SHORT TASK >>
Return, unchanged, every line from the one containing "Where can you spot the woman" through the end of the items below.

RECORDS PROVIDED >>
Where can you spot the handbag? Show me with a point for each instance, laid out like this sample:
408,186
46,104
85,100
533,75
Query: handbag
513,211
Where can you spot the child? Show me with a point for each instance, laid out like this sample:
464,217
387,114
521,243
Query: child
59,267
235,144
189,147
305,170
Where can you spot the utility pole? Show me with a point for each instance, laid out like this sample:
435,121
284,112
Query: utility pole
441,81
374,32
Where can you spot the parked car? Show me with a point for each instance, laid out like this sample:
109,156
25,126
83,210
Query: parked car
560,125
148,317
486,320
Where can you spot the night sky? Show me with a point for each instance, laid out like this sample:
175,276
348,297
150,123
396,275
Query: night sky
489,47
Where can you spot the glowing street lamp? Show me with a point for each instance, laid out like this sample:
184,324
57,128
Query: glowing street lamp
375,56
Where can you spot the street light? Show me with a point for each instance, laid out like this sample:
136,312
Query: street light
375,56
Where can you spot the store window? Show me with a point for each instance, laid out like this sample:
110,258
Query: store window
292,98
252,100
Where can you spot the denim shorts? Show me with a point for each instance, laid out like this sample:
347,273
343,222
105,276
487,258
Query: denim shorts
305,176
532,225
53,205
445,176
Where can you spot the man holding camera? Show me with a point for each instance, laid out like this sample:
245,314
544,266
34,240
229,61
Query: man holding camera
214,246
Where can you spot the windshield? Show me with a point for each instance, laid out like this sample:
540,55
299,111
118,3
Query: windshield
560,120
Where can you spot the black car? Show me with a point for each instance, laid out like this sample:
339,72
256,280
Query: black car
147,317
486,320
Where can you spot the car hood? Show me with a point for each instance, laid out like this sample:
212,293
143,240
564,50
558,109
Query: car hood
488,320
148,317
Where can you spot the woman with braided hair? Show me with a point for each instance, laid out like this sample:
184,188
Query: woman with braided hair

WORKED ANSWER >>
Where can you spot the woman with braided hair? Show me with a point for each instance, laid out like this sample:
184,188
Query: woman with braided hair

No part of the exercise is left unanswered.